QUOTED TEXT
──────
# Cover letter for employers in Canada



## gukk (Jul 7, 2013)

Hi, Everyone:

I am typing up a cover letter for a job and am wondering if I should mention the reason of my relocation to impress employers, besides my credential? Below, I have one first paragraph that I used previously but I never hear back anything yet so I am wondering if this is not appropriate? Or maybe employers would trash it right away when reading this?

---------

Dear Mr./Mrs. Jones:

My name is George Hugh, and I would like to be considered for a position as a ____ to assist on your projects. As you might have noticed that I have been working in Texas; however, my fiancee has been transferred to your city to continue working for her current organization and we intend to make Vancouver our hometown.

Throughout my career.....

---------

I am a US citizen with a Canadian "fiancee." For some reasons, arranging marriage is not possible for us at the moment so I hope to gain working permit via employers so I can be close to her. Unfortunately, my job, graphic artist, is not a needed one in the market so I am thinking if there is anything I can tell them in the cover letter to offer something or just let them consider me more, as a foreigner coming to work hard and live well. I am multi-disciplined so I am sure my work skill can contribute a lot but I am afraid that they won't even consider my work when reading my cover letter.
──────
EXTRACTED RECORDS
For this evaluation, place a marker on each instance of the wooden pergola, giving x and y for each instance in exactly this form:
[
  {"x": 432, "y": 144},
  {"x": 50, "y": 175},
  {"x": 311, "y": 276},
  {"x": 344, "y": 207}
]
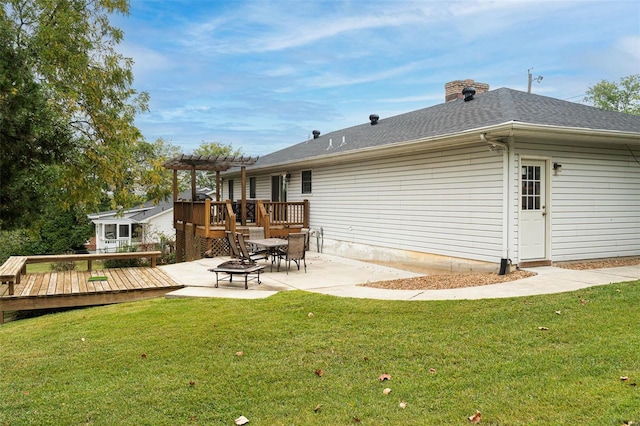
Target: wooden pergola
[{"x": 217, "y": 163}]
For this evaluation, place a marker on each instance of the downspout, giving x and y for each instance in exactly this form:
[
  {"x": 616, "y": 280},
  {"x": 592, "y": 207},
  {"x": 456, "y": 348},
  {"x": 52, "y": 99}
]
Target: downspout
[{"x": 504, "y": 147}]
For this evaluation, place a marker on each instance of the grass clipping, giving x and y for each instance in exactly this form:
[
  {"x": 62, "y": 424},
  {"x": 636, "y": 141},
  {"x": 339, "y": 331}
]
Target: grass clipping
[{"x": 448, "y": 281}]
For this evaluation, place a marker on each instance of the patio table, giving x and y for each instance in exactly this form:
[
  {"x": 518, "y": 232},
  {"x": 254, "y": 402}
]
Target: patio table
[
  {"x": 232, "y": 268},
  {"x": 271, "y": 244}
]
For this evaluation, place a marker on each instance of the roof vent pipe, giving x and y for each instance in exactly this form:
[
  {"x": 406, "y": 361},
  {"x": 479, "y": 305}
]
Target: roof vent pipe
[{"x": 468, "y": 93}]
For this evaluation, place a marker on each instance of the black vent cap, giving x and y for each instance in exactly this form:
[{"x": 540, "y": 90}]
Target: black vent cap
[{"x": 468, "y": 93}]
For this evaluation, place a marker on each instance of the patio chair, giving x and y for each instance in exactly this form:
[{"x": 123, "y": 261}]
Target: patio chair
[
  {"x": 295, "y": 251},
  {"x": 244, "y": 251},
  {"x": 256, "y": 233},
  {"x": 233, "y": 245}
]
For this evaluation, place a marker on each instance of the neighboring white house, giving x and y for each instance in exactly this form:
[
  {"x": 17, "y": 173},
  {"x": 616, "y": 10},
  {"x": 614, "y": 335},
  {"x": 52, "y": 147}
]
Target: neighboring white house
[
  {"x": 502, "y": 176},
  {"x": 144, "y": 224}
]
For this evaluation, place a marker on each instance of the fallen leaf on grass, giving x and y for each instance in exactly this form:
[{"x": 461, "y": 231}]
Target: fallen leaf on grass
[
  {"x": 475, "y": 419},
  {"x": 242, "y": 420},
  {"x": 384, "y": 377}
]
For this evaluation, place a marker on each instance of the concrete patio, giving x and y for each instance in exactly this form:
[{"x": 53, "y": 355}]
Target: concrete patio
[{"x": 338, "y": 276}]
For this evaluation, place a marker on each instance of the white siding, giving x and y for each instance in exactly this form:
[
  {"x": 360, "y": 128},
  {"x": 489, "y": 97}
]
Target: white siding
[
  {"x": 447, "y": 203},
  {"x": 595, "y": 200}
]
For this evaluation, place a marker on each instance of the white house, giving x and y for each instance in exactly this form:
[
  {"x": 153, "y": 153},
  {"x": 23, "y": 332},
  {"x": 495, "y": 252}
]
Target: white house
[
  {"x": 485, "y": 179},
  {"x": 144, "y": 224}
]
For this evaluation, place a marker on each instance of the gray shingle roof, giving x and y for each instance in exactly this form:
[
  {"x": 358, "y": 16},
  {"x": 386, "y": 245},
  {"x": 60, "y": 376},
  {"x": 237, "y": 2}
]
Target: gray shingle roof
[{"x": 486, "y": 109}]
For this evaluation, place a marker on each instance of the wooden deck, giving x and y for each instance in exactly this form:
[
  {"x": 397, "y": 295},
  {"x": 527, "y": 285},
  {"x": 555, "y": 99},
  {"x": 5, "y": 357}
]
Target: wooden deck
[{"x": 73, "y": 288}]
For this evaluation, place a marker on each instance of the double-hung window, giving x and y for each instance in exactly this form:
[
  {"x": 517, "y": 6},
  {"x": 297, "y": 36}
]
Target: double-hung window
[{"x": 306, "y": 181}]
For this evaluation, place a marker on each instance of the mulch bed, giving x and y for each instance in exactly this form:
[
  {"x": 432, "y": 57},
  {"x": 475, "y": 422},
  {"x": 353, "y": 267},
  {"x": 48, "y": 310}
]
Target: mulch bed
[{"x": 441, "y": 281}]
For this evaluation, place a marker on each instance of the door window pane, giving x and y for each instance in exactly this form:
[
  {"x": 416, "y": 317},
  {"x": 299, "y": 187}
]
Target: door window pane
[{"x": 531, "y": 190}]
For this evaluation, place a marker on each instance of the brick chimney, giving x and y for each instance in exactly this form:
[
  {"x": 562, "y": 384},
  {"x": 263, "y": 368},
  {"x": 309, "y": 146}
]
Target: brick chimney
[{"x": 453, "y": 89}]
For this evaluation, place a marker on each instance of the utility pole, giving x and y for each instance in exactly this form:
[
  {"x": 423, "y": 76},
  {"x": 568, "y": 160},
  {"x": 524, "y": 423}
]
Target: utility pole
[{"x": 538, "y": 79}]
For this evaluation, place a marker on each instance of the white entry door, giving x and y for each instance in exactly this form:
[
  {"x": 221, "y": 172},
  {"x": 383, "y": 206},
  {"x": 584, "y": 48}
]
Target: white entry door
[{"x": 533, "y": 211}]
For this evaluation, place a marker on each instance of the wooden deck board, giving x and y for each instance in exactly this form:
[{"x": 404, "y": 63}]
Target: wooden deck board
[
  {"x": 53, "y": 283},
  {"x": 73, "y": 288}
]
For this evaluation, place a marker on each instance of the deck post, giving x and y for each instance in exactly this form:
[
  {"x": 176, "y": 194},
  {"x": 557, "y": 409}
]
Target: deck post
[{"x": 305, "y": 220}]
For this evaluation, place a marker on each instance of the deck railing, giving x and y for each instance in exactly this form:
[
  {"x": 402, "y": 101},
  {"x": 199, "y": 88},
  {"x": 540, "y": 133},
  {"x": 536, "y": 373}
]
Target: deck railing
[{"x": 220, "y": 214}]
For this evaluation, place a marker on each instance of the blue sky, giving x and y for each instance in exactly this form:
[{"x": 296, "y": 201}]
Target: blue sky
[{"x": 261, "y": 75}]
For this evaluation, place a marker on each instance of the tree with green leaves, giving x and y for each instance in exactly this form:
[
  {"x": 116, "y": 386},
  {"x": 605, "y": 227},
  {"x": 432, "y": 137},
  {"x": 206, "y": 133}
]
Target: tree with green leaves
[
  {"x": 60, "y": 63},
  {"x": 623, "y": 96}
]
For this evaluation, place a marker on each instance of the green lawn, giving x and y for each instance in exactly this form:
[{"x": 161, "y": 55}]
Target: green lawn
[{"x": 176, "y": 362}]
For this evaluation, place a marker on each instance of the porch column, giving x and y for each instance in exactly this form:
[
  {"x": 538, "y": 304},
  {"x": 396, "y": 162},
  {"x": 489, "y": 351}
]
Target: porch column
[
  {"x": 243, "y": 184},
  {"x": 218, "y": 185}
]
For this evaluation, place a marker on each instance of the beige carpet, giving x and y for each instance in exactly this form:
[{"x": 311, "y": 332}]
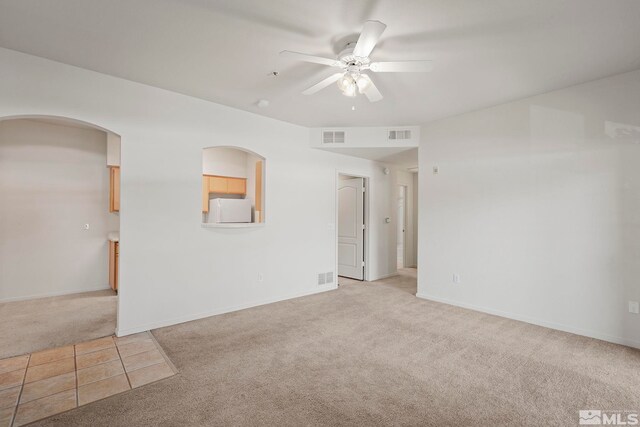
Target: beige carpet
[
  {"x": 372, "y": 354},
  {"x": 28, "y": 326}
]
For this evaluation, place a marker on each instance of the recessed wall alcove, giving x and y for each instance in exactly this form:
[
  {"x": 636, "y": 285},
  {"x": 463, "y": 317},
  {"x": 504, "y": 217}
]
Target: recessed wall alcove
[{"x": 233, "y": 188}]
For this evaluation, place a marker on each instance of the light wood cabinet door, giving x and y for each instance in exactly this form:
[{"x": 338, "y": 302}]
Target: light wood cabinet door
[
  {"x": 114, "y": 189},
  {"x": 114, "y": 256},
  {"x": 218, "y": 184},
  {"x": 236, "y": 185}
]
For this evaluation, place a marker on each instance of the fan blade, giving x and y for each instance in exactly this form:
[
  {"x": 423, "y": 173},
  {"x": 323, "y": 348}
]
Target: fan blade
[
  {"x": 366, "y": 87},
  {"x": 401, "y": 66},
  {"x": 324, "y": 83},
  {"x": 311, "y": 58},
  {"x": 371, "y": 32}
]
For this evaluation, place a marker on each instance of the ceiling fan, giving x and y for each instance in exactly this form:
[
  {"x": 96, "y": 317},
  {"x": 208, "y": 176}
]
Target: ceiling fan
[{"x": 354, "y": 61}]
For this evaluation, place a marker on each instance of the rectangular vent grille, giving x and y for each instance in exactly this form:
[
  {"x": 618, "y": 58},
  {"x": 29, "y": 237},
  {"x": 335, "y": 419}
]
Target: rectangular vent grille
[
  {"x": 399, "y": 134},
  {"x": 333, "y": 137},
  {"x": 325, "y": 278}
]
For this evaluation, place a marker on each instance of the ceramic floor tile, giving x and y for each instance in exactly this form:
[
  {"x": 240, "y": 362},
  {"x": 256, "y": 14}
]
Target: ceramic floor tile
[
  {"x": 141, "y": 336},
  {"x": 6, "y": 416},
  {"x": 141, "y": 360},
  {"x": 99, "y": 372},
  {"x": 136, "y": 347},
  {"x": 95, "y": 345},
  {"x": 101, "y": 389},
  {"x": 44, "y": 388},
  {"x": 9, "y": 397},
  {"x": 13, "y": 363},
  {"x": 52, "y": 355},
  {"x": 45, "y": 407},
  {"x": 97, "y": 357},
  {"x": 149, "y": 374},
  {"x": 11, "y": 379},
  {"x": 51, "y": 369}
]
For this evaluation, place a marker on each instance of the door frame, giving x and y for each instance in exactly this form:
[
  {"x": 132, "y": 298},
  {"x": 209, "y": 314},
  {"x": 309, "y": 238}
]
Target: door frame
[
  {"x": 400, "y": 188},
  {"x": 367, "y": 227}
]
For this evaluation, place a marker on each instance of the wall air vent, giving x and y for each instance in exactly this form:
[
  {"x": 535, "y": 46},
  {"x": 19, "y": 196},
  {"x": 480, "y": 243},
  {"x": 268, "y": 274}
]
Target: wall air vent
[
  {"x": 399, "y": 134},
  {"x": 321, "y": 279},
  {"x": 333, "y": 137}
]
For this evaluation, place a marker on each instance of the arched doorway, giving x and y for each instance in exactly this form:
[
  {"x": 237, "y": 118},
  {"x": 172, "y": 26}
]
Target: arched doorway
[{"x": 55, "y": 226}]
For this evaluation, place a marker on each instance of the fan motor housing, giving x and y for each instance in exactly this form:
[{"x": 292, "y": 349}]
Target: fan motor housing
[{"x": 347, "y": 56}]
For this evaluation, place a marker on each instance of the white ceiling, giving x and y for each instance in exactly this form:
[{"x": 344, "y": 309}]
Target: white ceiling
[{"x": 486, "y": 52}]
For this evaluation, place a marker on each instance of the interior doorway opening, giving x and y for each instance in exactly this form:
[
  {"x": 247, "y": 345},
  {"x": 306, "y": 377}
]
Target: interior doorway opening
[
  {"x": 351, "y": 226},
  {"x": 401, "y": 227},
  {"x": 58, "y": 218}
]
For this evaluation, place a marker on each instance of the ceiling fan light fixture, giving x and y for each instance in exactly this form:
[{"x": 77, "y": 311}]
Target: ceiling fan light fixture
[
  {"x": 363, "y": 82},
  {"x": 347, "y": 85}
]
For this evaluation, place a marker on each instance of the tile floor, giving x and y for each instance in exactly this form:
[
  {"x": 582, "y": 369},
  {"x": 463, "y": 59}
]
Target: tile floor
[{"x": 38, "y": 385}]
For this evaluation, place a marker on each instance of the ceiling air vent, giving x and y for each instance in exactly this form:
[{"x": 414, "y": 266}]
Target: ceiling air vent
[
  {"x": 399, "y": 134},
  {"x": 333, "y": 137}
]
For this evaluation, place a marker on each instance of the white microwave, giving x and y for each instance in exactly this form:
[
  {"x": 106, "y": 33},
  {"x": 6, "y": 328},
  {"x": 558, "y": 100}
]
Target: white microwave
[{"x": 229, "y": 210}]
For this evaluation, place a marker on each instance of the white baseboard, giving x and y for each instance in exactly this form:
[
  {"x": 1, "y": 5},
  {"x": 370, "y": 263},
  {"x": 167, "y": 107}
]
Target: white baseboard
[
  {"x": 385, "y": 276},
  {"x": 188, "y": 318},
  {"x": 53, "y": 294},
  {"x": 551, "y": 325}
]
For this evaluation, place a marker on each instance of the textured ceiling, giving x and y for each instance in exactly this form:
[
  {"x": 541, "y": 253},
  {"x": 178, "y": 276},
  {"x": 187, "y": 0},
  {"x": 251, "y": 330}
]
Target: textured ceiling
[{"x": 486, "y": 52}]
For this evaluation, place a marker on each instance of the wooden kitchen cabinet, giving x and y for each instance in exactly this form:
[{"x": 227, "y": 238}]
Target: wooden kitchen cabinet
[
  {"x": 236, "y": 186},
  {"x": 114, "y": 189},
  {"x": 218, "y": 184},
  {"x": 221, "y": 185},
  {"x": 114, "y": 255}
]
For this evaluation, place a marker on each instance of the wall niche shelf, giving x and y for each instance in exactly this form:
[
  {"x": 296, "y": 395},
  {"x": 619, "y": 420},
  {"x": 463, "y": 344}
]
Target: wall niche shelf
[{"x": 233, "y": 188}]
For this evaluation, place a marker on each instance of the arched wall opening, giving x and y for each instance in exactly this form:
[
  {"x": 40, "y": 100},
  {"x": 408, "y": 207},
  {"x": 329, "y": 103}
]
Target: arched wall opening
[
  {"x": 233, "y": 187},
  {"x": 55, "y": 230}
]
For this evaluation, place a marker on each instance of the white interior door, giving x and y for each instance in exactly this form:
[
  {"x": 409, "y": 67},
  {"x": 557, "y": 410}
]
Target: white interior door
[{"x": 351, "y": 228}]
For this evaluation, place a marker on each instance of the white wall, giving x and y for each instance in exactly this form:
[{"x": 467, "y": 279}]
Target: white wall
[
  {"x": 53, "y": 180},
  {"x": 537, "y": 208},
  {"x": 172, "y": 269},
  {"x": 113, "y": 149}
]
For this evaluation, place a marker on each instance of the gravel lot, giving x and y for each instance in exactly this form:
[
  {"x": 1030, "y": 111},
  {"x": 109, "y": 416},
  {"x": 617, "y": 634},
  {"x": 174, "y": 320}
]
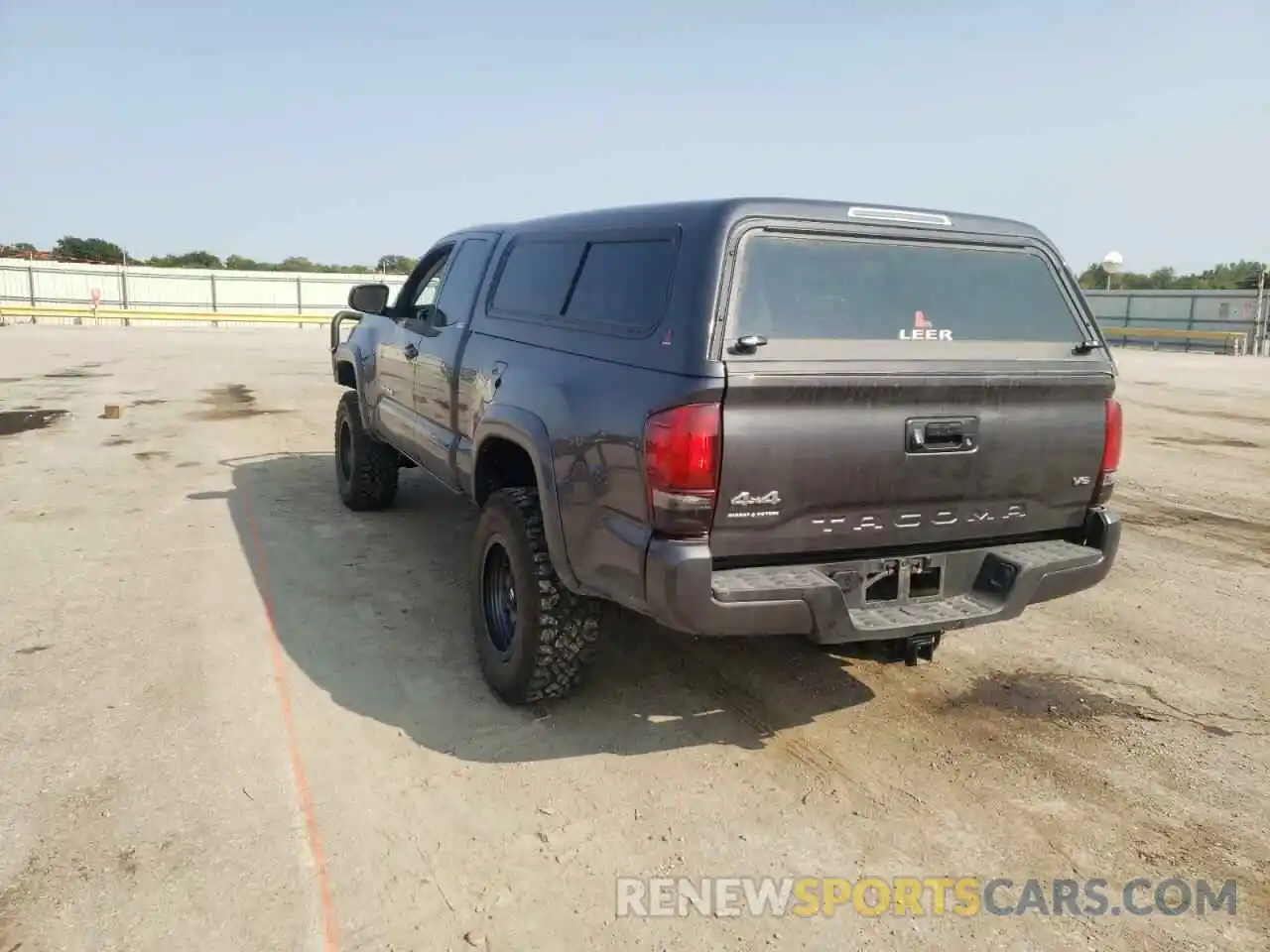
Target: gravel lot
──────
JOBS
a - In the forum thread about cover letters, repeat the passage starting at "## gukk (Jul" and ending at "when reading this?", renaming "cover letter" to "application letter" wherever it occurs.
b - According to the forum thread about cover letters, what is the poster's job?

WRITTEN RESPONSES
a -
## gukk (Jul 7, 2013)

Hi, Everyone:

I am typing up a application letter for a job and am wondering if I should mention the reason of my relocation to impress employers, besides my credential? Below, I have one first paragraph that I used previously but I never hear back anything yet so I am wondering if this is not appropriate? Or maybe employers would trash it right away when reading this?

b - Graphic artist.